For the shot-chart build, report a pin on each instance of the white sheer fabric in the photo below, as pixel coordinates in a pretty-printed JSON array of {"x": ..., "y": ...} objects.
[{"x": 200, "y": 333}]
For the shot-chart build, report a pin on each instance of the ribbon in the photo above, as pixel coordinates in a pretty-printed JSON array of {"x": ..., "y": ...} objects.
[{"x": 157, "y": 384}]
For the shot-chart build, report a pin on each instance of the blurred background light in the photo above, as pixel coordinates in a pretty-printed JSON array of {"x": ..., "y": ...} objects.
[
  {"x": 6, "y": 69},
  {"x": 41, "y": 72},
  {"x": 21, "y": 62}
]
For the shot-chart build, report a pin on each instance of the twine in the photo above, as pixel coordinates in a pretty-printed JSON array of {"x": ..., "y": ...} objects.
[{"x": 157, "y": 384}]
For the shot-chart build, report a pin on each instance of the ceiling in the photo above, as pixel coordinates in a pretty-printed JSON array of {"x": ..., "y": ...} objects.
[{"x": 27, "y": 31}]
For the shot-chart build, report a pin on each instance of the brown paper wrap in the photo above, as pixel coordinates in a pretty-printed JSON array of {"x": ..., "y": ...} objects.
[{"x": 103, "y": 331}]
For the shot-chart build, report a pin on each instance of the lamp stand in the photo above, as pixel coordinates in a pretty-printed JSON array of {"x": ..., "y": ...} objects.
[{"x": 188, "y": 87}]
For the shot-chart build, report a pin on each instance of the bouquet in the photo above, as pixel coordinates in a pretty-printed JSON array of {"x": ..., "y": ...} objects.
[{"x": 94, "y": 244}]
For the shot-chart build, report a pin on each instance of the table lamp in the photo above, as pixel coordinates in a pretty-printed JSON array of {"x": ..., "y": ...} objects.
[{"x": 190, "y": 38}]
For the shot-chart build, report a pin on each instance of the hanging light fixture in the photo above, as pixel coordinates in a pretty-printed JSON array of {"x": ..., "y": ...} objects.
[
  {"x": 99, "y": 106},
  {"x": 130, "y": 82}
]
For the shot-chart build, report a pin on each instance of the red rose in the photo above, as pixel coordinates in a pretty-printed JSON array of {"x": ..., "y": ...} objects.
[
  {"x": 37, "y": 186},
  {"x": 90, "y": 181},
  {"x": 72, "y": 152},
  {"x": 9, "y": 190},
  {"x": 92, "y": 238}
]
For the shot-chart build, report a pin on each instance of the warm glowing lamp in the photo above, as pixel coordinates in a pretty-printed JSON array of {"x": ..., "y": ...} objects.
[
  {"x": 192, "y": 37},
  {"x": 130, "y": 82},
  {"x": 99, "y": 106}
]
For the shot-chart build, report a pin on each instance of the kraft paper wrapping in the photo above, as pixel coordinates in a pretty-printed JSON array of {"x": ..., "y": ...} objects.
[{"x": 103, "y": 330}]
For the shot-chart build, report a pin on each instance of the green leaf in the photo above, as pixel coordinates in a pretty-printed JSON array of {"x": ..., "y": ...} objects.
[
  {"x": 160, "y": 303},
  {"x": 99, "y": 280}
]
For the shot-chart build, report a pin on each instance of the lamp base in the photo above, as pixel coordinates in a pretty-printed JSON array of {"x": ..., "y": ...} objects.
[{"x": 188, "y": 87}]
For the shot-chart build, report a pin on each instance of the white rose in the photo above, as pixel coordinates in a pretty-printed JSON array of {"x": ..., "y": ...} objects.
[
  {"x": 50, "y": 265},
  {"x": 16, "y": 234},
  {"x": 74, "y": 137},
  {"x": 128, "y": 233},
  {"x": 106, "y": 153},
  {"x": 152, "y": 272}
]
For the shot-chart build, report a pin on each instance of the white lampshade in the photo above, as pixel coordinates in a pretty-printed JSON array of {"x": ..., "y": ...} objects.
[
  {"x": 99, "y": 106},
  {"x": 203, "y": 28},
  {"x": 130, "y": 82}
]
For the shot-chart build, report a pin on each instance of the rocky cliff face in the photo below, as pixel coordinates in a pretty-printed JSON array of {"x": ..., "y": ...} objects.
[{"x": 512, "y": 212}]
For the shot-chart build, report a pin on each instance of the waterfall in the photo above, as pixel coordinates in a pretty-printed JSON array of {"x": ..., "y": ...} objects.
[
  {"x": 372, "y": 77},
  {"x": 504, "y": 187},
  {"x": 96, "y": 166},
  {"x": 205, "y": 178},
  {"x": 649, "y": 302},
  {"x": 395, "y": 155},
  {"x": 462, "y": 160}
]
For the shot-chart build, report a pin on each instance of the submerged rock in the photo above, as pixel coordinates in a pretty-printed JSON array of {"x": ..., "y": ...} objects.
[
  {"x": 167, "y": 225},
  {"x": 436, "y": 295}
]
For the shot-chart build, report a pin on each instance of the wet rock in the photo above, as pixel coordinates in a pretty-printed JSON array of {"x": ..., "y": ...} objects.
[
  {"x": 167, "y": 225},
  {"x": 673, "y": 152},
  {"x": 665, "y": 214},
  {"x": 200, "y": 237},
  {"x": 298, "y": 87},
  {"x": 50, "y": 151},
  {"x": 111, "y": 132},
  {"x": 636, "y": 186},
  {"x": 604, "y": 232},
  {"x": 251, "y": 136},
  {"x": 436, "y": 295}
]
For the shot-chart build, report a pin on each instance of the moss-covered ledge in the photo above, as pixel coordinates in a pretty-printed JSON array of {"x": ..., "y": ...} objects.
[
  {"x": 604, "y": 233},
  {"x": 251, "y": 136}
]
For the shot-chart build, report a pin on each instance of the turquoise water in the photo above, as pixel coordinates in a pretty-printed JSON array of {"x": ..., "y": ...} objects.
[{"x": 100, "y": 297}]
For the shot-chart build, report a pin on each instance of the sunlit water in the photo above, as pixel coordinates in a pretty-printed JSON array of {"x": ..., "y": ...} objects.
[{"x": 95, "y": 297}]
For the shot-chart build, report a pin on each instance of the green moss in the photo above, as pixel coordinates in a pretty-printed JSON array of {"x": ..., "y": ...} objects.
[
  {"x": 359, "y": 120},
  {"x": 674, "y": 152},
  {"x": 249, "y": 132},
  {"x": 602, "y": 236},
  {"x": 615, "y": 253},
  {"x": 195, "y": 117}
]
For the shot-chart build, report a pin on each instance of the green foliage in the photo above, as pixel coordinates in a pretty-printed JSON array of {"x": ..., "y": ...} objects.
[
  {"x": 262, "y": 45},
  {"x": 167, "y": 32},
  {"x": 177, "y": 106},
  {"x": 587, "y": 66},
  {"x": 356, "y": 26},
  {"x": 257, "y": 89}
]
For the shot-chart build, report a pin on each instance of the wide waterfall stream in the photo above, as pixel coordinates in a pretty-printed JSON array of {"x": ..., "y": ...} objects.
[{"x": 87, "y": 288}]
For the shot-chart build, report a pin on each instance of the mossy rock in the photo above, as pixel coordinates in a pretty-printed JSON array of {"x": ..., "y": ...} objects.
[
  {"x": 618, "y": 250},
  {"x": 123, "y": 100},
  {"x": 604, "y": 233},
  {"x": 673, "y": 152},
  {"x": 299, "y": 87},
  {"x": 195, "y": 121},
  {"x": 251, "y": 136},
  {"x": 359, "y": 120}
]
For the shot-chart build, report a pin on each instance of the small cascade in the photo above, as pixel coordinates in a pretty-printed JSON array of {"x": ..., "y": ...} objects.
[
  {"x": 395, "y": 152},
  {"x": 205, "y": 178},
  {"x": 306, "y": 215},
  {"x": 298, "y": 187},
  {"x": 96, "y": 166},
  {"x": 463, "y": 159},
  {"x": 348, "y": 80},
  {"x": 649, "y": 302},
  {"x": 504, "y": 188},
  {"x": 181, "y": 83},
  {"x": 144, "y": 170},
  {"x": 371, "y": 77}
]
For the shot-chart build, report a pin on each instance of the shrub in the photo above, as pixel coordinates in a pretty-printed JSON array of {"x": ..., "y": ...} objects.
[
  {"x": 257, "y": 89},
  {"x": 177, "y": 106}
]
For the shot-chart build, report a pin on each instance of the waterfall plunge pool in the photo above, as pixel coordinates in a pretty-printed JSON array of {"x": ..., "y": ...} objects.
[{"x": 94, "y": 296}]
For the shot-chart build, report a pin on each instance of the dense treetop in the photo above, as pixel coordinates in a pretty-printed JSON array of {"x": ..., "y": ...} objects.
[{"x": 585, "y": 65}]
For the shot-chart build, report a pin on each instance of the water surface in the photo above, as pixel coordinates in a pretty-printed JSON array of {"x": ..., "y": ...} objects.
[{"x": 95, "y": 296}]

→ Stated task: Reproduce verbatim the data from the line containing "of the shrub" through the end of the data, including both of those ends.

→ Task solution:
For the shot-chart build, report a pin on each instance of the shrub in the photo above, as pixel coordinates in a pretty-printed JSON array of {"x": ..., "y": ...} objects.
[
  {"x": 257, "y": 89},
  {"x": 177, "y": 106}
]
For the shot-chart build, report a pin on each instance of the waterfall plunge pool in the photo above, as pixel coordinates in a pretty-printed JSON array of {"x": ..., "y": ...} objects.
[{"x": 94, "y": 296}]
For the shot-chart build, report a pin on each instance of the dense treetop in the photo above, as pixel coordinates in a pretty-printed JSON array of {"x": ..., "y": ...} objects.
[{"x": 585, "y": 65}]
For the shot-chart build, report a pin on each instance of the water surface in the photo above, as pixel coordinates in a pretty-printed JSON array of {"x": ..., "y": ...} objects.
[{"x": 95, "y": 296}]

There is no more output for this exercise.